Produce an exact copy of the lines from the line containing "line as [391,169]." through the last line of the listing below, both ends included, and nothing else.

====== THE RECORDS ======

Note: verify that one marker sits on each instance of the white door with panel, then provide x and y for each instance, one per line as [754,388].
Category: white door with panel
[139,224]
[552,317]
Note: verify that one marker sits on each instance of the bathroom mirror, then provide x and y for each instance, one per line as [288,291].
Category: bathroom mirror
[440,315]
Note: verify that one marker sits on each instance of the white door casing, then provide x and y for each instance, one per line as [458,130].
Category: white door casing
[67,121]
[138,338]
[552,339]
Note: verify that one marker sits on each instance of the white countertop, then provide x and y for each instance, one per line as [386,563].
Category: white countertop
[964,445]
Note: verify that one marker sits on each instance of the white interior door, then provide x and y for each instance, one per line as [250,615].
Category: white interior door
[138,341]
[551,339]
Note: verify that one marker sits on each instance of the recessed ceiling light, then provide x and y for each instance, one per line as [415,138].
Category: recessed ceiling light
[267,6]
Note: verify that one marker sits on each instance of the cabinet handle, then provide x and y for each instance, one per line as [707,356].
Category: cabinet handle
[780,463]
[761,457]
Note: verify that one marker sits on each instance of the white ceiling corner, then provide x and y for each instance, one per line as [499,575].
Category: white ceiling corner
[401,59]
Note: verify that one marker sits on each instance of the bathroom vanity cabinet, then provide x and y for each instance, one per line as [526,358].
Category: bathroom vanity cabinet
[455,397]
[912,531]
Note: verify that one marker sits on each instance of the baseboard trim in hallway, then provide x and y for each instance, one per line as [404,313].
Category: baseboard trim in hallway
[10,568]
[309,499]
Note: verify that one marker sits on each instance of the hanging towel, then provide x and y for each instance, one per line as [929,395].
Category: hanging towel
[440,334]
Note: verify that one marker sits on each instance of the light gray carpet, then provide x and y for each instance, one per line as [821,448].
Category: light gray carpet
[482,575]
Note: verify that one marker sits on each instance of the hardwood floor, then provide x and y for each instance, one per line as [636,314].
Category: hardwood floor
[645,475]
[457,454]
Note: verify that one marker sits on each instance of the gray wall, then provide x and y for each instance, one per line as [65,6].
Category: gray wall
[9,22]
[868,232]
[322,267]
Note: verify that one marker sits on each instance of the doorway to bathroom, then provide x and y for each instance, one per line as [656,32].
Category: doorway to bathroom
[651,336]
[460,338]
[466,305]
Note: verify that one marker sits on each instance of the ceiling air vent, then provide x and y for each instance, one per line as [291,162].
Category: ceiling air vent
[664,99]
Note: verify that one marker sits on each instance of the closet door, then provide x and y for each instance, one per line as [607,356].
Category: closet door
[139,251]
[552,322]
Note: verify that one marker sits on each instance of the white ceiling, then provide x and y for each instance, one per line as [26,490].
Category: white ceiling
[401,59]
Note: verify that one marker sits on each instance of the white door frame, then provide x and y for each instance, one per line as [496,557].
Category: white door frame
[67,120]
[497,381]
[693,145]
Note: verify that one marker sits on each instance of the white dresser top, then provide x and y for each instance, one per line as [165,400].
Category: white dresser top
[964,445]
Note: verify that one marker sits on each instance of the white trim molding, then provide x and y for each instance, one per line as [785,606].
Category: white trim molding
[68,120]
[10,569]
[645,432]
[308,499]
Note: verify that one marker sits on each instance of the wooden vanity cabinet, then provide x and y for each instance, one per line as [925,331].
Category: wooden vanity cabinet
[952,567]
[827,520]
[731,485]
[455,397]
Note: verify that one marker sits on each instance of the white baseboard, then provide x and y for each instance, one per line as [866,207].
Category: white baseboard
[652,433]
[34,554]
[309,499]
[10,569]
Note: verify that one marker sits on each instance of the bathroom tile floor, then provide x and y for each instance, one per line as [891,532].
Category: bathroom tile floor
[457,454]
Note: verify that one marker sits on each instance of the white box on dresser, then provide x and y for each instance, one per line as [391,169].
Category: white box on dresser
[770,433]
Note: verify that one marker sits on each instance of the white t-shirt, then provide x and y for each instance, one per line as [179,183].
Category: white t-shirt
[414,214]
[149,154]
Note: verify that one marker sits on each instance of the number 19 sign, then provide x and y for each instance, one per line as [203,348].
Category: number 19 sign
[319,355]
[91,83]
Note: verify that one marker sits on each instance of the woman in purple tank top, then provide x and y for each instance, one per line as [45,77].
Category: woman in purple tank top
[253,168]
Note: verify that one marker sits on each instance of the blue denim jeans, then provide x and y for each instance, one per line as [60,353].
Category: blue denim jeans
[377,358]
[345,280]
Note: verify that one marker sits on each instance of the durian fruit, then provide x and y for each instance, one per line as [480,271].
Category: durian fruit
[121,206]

======

▶ _ANSWER TO THE TASK_
Note: verify that one marker sits on each instance of the white box on dresser, then provide x and y for each instance, one per line as [391,169].
Category: white box on dresser
[770,433]
Note: verify that one marker sits on each instance of the white t-shirt, then provide x and y for each instance, one per line as [179,183].
Category: white t-shirt
[414,214]
[149,154]
Note: verify that one marker sits on each instance of the number 19 sign, then provide x and y for each instance, one per line as [203,348].
Category: number 19 sign
[319,355]
[91,83]
Note: verify that one marker sits on each instance of the woman in purple tank top, then provide x and y for each instance, one per line as [45,77].
Category: woman in purple tank top
[253,168]
Note: verify that one marker sits on each instance of the blue denim jeans, then provide x and y for each instance, one per line as [60,353].
Category: blue denim jeans
[377,358]
[345,280]
Note: verify that one marker sits on each instance of the durian fruit, then provide x and y for each instance, one per line as [480,271].
Category: durian fruit
[121,206]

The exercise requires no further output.